### Given exercise
Give back the records below exactly, every one, with no pictures.

___ Material for this task ___

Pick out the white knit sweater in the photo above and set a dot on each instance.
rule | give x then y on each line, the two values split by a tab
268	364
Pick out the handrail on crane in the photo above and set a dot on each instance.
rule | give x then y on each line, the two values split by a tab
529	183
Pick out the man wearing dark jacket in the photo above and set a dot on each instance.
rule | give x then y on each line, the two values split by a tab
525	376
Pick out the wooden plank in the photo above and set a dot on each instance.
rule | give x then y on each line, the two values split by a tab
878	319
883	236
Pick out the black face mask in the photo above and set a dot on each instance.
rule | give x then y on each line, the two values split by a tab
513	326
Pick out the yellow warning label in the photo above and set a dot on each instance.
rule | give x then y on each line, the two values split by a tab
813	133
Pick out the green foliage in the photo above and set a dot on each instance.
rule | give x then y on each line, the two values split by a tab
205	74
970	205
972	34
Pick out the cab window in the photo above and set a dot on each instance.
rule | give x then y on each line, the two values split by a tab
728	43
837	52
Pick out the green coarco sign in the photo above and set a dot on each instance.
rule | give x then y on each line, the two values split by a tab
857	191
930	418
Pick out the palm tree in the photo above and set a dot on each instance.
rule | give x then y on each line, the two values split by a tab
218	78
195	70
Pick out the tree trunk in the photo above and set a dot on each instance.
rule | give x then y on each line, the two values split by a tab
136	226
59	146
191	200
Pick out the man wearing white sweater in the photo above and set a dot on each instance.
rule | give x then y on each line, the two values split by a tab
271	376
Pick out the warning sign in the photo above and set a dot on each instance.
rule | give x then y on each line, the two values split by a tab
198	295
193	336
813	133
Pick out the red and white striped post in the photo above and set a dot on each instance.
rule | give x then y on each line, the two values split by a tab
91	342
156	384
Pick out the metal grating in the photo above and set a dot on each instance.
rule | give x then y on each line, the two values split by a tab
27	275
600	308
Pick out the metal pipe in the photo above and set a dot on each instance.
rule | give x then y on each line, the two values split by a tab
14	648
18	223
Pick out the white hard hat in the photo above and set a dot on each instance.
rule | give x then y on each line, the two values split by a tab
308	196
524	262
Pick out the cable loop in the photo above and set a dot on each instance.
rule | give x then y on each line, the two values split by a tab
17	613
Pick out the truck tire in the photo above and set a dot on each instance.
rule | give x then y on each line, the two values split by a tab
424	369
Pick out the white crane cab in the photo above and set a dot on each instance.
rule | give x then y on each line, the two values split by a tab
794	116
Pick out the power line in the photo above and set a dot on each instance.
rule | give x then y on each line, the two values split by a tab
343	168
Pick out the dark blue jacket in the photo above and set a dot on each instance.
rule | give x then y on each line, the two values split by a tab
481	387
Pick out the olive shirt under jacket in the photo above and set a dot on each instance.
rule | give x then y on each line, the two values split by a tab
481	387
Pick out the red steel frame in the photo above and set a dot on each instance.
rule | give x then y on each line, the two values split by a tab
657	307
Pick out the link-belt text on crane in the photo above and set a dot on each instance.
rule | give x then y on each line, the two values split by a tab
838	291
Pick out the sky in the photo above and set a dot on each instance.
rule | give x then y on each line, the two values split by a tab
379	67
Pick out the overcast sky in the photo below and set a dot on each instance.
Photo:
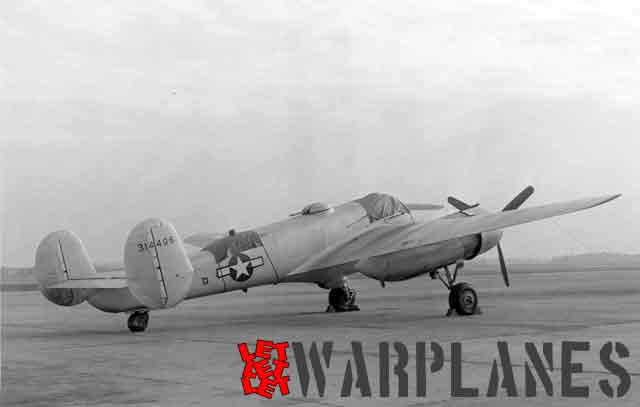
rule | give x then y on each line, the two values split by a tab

___

### Complete output
Pick out the white knit sweater in the photo above and set a dot on each instance.
rule | give x then y on each line, the two values split by a tab
268	364
Pick out the handrail on crane in the photo above and set a dot on each instance.
rule | give x then y on each line, the two values split by a tab
529	183
Pick out the man wearing dark jacket in the photo above and set a dot on each instance.
rule | give x then y on each line, the two values split by a tab
525	376
Pick out the wooden plank in the photo above and set a dot on each instance.
rule | give x then y on each line, the two values split by a tab
878	319
883	236
Pick out the black face mask in the photo above and set a dot on each instance.
rule | give x then y on each line, the two values split by a tab
513	326
Pick out the yellow warning label in the photo above and set a dot on each instance.
rule | give x then y on each line, the two values split by a tab
813	133
Pick out the green foliage in the photo above and set a dot on each instance.
rule | give x then y on each line, the two values split by a tab
205	74
970	205
972	34
Pick out the cab window in the photo above and set a dot on each instance.
rule | give x then y on each line, the two values split by a tab
728	43
837	52
Pick out the green coarco sign in the photo above and set a dot on each instance.
rule | give x then y on each line, the two values split by a tab
857	191
930	418
Pick out the palm tree in the photo above and set a dot on each instance.
rule | give x then y on each line, the two values split by a tab
218	78
195	70
Pick out the tree trunk in the photo above and set a dot on each instance.
rule | give x then y on each line, the two values split by a tab
136	226
59	146
191	200
Pick out the man wearing white sweater in the photo above and set a dot on each instance.
rule | give x then y on each line, the two values split by a tab
271	376
Pick out the warning sign in the photo above and set a dot on each instance.
rule | give x then y on each line, the two values split by a tab
198	295
193	336
813	133
Pick out the red and white striped post in the photo above and set a dot on each instance.
rule | give x then y on each line, the two values split by a tab
91	342
156	384
Pick out the metal grating in the photo above and set a dot on each instance.
rule | give x then y on each line, the two values split by a tab
27	275
600	308
Pick out the metal pipe in the photo above and set a dot on each instance.
rule | give x then y on each line, the two values split by a tab
14	648
18	223
Pick out the white hard hat in the photo above and set a dot on each instance.
rule | give x then y on each line, the two values split by a tab
308	196
524	262
Pick out the cable loop in the photo above and set a dot on each instance.
rule | give x then y on each line, the two values split by a tab
17	613
Pick out the truck tire in the photo above and set a dot on each instance.
rule | give x then y on each line, the two values split by a tab
424	369
Pick out the white crane cab in the photo above and set a dot on each instance.
rule | give x then y on each line, the two values split by a tab
794	116
Pick out the power line in the photo above and set a dot on each instance.
rule | give x then y on each line, the two values split by a tab
343	168
Pick out the dark blue jacket in the photo above and set a dot on each instance.
rule | give x then y on each line, the two values split by a tab
481	387
Pick out the olive shirt under jacket in the photo above and set a dot on each instance.
rule | give x then y on each line, the two values split by a tab
481	387
Pick out the red steel frame in the photo above and set a dot on each instance.
rule | give x then y on each line, the two values split by a tab
657	307
Pick out the link-belt text on crane in the photo above and set a dot on each instance.
rule | give x then y on each line, the two values split by a tab
838	291
Pick out the sky in the photo above and set a dot on each instance.
rule | give x then y on each line, the two values split by a tab
379	67
Pick out the overcast sky in the photo below and set a dot on each instance.
Photo:
rule | give x then y on each line, the two values split by a tab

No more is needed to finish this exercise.